▶ Passage to read:
==========

Phalanx has all of the information required to determine the URLs of every configured service in every Phalanx environment, since the source for all of Repertoire’s information comes from its Phalanx configuration. To make this information available for documentation sites, it needs to be published statically.

Repertoire will be designed as a service wrapping a library included in rubin-repertoire. That library will accept, as input, the merged Repertoire configuration for a given Phalanx environment, and will return the service discovery results.

As part of its documentation build process, Phalanx will use that library to generate a JSON file containing the static service discovery data for each environment. That JSON file will be published as part of the Phalanx documentation site at a known URL. Other documentation sites, such as rsp.lsst.io and Sasquatch, can then retrieve that file during build time and use it as input to pages that provide information about different Phalanx environments.

The username and password information for InfluxDB databases will not be included in this JSON file, since the JSON file is available without authentication and its contents will be incorporated into public documentation.

Dynamic service discovery#

There are two main ways to handle service discovery, static and dynamic.

==========

▶ Rows:
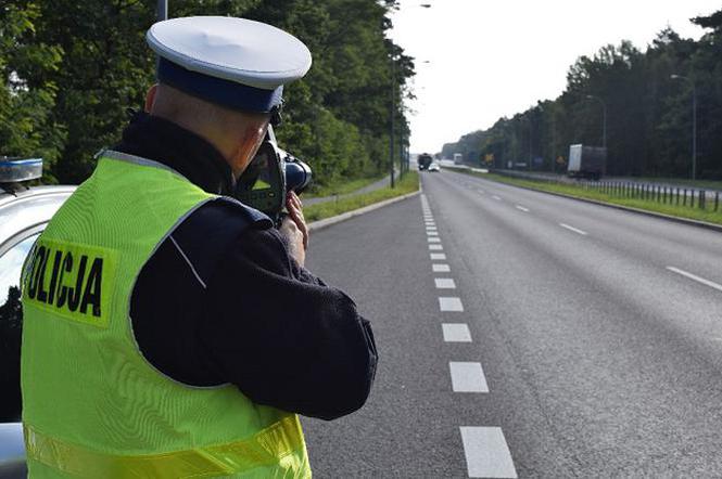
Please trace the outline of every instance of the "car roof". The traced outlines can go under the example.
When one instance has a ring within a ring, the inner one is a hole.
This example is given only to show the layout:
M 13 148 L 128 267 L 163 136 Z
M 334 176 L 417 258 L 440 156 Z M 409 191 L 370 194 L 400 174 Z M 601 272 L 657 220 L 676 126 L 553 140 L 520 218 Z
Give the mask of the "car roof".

==========

▶ Given exercise A:
In the Repertoire service discovery text above, why will the JSON file that Phalanx publishes leave out the username and password information for InfluxDB databases? Answer in one to three sentences.
▶ Given exercise B:
Resume the text on Repertoire service discovery above from its last sentence, under the header "Dynamic service discovery".

▶ Exercise result A:
The JSON file can be retrieved without authentication, and its contents will be incorporated into public documentation. For that reason, the InfluxDB usernames and passwords will not be included in it.

▶ Exercise result B:
Static service discovery uses only information injected via Phalanx to determine the expected list of services and their URLs. This will always reflect intended reality and is much easier to implement, but is less suited for general use of Phalanx for purposes other than the Rubin Science Platform. Adding new recognized services to a static scheme requires at least Phalanx changes to the Repertoire service and possibly code changes to Repertoire itself.

Dynamic service discovery discovers the available services at execution time. For Kubernetes environments, this can reuee the mechanism Kubernetes itself has for service discovery: Kubernetes resources created and managed by each application. In the case of Phalanx, the logical Kubernetes object to use for this purpose is GafaelfawrIngress, since we create at least one GafaelfawrIngress for every HTTP-accessible service in order to enforce authentication and authorization rules. The GafaelfawrIngress resource could be supplemented with additional configuration parameters describing service discovery information, such as datasets served by that ingress. The drawback of dynamic discovery is that if the resource underlying it goes missing, this error is potentially indistinguishable from an intentional configuration omitting that service, which could result in services dynamically reconfiguring themselves for the lack of a service instead of reporting errors.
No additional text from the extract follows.